Objective 1:
Answer these questions from the column on Wall Street and campaign money:
(a) How much money does the column say Hillary Clinton took personally from the "Vampire Squid"?
(b) On what date was the meeting with the 13 bankers held?
(c) Who was the White House press secretary who spoke with reporters after that meeting?
Objective 2:
List every year that appears in the column on Wall Street and campaign money.

Selected excerpt:
Bill Clinton’s Blood Libel of the American People

By William K. Black
April 17, 2016     Bloomington, MN

Hillary Clinton uses a rhetorical device that is too clever by half.  Whenever Bernie Sanders points out that she continues to take millions of dollars for her campaign and over $650,000 personally from the infamous “Vampire Squid” whose frauds caused the financial crisis she responds that this means that Bernie is attacking President Obama too, for in 2008 his campaign’s largest donor was those same Wall Street felons.  She then says that the Dodd-Frank Act proves that campaign contributions do not affect elected officials.  Her devotion to Wall Street funding and her statement that campaign funds have no effect help explain why she does so poorly in the polls on credibility.  As I explained in a prior column, academic research confirms what we all know from life – campaign contributions play a substantial role in the decisions of elected officials.  Indeed, even Paul Krugman’s lecture notes show that he agrees with this point.  (Disclosure: I am an adviser to Bernie on economics, regulation, and criminology.)

President Obama began his term of office by slandering the American people who wanted him to restore the rule of law and bring the banksters to justice.  Simon Johnson and James Kwak, the authors of Thirteen Bankers, cite Obama’s claim to the 13 bankers at the infamous March 31, 2009 meeting so close to the start of his term of office that he was all that was protecting them from the public’s “pitchforks” as the defining event of the administration on financial issues.

We chose this meeting because it aptly symbolizes the solidarity between the new Obama administration and the major banks at the depths of the financial crisis and recession. Speaking with reporters after the meeting, White House press secretary Robert Gibbs said, “We’re all in this together,” a phrase repeated by multiple bank CEOs. This contrasted with the new Franklin Delano Roosevelt administration of 1933, which largely froze out the bankers, much to their chagrin.

Raw records:

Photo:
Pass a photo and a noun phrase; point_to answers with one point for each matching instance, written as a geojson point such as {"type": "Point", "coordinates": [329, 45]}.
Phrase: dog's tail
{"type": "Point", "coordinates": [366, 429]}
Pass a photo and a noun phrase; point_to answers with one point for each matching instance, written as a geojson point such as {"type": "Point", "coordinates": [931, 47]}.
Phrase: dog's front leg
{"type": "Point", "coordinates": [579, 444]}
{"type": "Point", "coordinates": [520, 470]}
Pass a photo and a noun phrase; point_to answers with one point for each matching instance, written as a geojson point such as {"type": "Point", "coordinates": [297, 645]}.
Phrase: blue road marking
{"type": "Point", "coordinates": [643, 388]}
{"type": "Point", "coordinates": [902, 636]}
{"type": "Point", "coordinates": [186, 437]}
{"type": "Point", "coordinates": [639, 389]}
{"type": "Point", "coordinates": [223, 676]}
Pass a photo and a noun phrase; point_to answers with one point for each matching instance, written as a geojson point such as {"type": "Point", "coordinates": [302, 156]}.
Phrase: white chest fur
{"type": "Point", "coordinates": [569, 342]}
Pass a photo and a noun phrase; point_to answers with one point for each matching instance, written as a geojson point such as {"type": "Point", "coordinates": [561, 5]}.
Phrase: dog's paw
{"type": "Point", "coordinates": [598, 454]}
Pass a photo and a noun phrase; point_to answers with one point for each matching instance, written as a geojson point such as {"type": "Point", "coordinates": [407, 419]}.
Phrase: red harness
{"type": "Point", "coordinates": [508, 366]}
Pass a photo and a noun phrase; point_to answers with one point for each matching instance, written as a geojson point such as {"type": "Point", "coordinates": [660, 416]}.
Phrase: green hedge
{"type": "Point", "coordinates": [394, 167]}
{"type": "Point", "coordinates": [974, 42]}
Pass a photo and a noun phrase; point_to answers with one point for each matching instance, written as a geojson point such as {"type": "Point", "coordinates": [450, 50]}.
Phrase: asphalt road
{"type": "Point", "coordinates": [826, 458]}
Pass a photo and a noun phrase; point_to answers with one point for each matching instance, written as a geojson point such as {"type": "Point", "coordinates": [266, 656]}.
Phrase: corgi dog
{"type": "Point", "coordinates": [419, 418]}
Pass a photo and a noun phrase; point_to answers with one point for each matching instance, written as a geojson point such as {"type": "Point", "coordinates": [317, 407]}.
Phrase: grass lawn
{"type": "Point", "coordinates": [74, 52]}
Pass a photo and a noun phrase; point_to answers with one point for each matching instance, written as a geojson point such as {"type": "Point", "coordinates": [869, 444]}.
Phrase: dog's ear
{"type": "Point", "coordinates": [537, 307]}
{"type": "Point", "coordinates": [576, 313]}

==

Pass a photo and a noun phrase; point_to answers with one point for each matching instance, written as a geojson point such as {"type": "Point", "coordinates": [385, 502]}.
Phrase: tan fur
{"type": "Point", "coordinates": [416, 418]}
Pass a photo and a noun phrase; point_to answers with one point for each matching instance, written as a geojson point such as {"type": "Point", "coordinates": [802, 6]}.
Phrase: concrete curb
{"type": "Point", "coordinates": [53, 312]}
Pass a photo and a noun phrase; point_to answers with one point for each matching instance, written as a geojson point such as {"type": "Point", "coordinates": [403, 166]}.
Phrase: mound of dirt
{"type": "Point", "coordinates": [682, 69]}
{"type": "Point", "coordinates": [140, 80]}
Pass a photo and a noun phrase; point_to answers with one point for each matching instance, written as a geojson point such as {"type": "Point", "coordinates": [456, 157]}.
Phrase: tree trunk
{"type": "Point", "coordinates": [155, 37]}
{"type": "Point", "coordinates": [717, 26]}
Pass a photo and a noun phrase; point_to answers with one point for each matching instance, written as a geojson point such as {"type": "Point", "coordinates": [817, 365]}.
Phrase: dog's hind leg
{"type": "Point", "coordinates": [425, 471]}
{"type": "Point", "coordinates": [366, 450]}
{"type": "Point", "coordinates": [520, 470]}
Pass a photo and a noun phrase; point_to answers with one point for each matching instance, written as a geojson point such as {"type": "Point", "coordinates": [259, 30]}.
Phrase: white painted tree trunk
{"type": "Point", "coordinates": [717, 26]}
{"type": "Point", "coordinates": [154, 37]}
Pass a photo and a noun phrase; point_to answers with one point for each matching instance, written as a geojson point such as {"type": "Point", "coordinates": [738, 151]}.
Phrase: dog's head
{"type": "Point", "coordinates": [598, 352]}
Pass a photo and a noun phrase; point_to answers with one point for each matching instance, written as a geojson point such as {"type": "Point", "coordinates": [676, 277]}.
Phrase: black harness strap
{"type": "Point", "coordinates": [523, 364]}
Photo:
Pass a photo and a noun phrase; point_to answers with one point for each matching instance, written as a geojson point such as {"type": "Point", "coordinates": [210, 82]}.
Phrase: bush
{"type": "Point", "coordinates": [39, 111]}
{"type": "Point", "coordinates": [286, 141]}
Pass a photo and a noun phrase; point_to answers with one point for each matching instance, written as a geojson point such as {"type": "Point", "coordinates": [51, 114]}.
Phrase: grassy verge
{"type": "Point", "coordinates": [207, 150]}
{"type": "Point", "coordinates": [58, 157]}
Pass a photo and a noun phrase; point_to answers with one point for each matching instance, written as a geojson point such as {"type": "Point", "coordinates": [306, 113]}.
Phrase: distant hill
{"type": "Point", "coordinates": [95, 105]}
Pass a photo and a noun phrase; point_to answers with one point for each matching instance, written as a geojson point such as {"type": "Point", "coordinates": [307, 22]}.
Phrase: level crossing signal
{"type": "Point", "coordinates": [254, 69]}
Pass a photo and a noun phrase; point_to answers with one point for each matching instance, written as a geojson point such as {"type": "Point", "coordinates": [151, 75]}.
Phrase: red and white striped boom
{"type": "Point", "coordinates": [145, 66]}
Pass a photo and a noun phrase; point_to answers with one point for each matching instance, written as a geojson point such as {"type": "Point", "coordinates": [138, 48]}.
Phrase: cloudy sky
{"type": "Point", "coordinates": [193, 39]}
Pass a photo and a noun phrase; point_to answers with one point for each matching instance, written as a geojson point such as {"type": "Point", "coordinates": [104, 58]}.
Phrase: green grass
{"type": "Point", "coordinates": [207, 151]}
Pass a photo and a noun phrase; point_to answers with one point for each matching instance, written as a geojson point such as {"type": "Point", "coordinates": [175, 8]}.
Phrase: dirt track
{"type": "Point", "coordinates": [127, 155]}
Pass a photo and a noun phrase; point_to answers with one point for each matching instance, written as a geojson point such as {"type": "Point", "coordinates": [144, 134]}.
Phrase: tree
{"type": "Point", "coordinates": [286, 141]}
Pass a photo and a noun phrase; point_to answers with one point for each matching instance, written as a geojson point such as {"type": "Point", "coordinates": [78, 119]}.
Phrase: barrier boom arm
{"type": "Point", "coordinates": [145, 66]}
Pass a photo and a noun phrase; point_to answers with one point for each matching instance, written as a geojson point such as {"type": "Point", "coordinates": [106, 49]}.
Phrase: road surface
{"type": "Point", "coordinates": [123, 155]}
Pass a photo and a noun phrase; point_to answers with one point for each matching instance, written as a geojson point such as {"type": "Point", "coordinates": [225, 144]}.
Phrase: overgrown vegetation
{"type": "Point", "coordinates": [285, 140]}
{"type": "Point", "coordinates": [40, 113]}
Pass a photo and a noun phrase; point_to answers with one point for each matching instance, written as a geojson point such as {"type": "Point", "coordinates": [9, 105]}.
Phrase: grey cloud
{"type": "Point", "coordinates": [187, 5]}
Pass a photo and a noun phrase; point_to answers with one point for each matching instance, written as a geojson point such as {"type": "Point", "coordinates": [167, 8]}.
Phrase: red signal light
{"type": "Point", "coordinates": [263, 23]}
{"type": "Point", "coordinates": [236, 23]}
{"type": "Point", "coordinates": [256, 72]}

---

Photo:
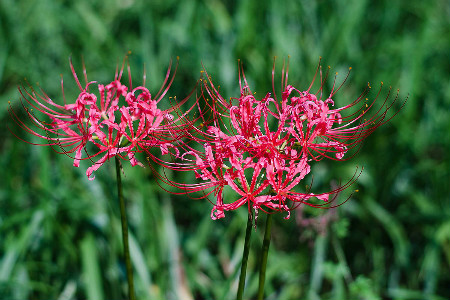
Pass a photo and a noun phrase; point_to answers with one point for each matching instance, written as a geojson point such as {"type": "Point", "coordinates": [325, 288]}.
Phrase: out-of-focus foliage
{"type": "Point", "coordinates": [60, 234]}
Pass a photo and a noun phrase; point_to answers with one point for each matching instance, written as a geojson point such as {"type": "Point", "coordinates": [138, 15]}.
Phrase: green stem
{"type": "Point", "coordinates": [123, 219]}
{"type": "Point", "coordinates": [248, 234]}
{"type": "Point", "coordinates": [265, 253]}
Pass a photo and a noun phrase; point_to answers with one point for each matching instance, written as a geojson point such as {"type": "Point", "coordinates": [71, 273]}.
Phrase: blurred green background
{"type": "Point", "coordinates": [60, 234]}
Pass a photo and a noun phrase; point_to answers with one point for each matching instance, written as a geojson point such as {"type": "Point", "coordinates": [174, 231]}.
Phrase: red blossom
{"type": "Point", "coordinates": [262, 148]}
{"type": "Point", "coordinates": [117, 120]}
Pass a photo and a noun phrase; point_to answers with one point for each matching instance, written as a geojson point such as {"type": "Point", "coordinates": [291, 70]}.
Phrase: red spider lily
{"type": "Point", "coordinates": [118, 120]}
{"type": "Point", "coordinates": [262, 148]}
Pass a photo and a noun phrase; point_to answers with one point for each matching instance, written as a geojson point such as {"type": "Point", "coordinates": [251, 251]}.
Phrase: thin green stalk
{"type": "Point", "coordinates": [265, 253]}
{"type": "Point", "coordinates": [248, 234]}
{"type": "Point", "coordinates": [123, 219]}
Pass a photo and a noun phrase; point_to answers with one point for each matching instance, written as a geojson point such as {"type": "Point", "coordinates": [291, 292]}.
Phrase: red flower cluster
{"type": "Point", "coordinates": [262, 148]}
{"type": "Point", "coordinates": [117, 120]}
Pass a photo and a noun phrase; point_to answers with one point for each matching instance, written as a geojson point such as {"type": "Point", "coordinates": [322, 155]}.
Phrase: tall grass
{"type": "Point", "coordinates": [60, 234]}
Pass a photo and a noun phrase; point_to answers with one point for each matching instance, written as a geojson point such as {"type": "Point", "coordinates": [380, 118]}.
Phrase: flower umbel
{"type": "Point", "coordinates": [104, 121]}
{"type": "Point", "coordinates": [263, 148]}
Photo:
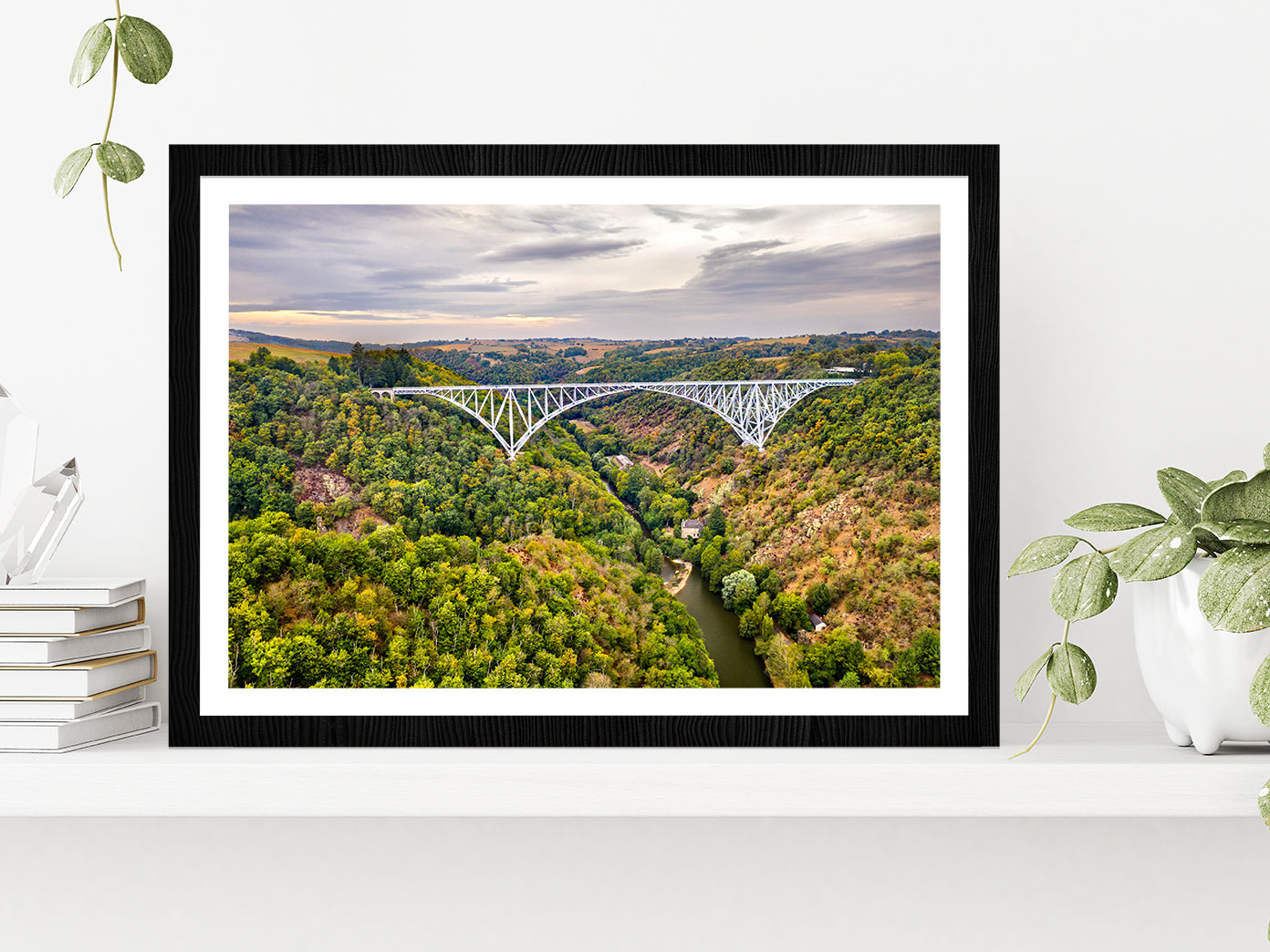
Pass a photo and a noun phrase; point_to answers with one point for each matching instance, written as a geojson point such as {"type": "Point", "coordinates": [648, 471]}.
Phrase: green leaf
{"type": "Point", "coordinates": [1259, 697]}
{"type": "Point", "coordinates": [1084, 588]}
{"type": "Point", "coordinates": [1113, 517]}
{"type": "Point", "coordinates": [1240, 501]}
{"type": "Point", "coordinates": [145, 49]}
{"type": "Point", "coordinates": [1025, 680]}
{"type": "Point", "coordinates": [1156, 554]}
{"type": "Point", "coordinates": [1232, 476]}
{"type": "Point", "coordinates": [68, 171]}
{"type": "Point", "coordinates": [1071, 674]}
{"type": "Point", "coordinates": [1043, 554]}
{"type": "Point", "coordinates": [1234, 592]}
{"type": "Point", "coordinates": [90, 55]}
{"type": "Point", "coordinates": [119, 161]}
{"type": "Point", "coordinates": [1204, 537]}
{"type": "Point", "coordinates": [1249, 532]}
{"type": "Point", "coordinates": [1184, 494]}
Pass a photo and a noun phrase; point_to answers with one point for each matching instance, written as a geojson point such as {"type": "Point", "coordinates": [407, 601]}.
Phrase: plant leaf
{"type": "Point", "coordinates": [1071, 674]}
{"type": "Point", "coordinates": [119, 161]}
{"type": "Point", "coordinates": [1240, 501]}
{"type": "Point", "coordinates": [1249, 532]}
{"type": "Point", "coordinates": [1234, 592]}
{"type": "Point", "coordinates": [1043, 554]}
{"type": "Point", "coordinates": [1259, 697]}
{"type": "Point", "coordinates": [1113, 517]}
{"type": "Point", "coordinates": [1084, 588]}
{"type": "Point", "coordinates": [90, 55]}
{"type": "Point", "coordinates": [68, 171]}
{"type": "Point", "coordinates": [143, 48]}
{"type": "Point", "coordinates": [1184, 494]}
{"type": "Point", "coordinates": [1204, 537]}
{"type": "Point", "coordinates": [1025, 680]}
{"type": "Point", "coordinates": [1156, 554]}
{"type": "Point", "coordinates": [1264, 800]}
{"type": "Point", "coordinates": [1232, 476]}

Result 1:
(a) Over $650,000
(b) March 31, 2009
(c) Robert Gibbs

Result 2:
2016, 2008, 2009, 1933